RECORDS SUPPLIED:
__________________________________________________
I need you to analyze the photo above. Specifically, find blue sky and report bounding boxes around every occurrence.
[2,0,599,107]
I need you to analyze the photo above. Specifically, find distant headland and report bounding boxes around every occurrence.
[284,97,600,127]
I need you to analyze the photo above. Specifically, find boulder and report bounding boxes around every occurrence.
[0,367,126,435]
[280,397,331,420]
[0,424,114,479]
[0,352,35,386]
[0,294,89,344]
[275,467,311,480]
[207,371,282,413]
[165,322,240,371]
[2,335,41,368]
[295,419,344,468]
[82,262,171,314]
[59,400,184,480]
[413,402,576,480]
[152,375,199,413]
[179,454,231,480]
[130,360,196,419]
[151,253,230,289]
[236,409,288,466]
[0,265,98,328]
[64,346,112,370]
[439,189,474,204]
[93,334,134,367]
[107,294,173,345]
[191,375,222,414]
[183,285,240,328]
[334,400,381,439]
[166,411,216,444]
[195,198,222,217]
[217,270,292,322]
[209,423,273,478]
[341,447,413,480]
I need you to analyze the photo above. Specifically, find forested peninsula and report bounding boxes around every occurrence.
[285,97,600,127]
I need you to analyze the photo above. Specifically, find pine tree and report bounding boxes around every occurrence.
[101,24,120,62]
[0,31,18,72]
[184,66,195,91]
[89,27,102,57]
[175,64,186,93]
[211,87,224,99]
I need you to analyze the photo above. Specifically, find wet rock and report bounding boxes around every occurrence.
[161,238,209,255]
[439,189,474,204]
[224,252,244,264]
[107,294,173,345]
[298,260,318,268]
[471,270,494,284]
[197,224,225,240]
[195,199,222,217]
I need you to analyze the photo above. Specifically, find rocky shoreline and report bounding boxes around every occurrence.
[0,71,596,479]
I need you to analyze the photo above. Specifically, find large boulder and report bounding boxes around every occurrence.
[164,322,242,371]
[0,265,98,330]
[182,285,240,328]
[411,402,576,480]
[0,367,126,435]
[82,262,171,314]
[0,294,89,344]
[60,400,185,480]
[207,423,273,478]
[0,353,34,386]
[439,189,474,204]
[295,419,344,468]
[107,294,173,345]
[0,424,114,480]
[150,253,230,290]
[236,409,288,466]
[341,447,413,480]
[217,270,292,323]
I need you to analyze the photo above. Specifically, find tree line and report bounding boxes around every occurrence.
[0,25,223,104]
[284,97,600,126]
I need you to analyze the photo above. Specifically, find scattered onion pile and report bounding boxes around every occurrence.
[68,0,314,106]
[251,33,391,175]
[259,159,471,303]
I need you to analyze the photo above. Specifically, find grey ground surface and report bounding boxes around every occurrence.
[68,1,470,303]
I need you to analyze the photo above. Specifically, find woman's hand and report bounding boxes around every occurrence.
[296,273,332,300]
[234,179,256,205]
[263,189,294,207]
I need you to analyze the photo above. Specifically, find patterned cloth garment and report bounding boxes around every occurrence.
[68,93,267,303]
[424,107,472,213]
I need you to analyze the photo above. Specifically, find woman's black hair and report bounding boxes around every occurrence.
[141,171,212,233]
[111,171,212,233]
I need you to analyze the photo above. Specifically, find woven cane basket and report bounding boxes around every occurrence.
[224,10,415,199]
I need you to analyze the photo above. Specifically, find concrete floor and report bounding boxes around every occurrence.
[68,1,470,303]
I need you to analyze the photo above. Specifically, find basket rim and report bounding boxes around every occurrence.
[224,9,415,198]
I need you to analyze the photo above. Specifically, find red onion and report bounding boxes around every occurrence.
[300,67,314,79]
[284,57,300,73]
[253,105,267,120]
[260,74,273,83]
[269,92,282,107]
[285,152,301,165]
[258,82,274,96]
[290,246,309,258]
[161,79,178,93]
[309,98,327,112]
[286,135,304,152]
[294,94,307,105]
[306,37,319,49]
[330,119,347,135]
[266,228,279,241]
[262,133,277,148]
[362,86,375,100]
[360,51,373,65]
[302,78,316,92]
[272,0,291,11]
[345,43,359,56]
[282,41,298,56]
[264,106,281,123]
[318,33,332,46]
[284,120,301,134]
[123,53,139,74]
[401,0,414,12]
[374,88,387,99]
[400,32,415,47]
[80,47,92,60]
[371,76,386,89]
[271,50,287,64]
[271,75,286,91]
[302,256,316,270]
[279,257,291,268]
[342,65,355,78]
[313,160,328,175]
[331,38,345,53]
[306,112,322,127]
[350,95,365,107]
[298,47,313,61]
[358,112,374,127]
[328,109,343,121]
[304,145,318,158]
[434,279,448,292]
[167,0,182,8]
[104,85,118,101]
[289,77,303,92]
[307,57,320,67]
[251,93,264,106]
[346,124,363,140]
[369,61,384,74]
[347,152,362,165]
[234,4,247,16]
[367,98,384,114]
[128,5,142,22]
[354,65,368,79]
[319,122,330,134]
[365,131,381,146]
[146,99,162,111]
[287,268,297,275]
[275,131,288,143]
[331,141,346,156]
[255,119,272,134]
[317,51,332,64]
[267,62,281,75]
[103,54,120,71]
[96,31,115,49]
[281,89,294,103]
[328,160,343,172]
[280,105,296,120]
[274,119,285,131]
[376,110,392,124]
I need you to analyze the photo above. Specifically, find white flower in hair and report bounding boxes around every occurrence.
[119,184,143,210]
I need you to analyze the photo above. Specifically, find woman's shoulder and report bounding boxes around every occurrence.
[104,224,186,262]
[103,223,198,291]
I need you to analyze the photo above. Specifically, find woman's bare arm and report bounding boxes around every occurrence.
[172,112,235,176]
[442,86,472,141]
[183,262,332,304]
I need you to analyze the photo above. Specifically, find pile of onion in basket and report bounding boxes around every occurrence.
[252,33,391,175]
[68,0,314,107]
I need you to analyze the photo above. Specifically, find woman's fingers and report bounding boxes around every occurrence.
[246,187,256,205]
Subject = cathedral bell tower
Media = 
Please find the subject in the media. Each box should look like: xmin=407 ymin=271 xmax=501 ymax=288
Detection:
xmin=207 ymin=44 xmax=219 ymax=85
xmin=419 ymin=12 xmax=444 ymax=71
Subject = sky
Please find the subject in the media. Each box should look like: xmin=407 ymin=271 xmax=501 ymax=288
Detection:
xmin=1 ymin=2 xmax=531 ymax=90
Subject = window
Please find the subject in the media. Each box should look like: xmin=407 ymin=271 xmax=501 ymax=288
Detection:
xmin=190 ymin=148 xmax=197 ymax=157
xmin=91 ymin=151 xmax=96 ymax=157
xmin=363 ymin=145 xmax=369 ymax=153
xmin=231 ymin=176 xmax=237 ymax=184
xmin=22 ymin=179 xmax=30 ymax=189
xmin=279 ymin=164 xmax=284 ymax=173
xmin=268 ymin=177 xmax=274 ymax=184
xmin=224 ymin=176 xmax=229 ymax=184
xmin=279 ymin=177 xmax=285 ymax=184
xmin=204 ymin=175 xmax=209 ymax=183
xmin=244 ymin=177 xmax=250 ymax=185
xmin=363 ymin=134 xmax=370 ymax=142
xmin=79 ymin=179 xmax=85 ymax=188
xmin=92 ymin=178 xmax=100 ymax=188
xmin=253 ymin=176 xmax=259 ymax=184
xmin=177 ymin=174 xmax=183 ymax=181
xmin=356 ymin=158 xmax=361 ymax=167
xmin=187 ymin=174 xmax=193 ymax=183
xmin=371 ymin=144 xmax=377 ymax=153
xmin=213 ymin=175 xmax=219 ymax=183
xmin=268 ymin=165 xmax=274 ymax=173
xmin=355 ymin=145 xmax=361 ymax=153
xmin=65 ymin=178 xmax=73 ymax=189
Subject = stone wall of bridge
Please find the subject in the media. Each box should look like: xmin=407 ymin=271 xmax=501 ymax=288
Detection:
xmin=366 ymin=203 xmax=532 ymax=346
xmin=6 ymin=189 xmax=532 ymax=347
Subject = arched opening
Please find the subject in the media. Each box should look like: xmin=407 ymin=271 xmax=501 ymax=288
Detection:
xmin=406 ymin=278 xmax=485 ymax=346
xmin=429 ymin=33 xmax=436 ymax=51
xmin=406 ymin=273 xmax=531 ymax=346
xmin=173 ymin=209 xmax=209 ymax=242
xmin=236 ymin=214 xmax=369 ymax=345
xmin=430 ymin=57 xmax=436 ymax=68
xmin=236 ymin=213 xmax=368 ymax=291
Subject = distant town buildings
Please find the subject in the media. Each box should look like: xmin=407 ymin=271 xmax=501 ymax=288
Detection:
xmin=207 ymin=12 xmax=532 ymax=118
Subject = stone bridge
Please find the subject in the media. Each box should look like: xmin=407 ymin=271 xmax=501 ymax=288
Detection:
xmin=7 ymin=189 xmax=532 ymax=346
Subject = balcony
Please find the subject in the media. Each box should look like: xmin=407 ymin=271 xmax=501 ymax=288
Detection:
__________________________________________________
PROBLEM REQUIREMENTS:
In the records above, find the line containing "Subject = balcony"; please retype it and every line after it through the last line, exactly and with nothing else.

RESPONSE AREA:
Subject = balcony
Please find the subject in the media. Each box should look like: xmin=407 ymin=271 xmax=501 ymax=288
Detection:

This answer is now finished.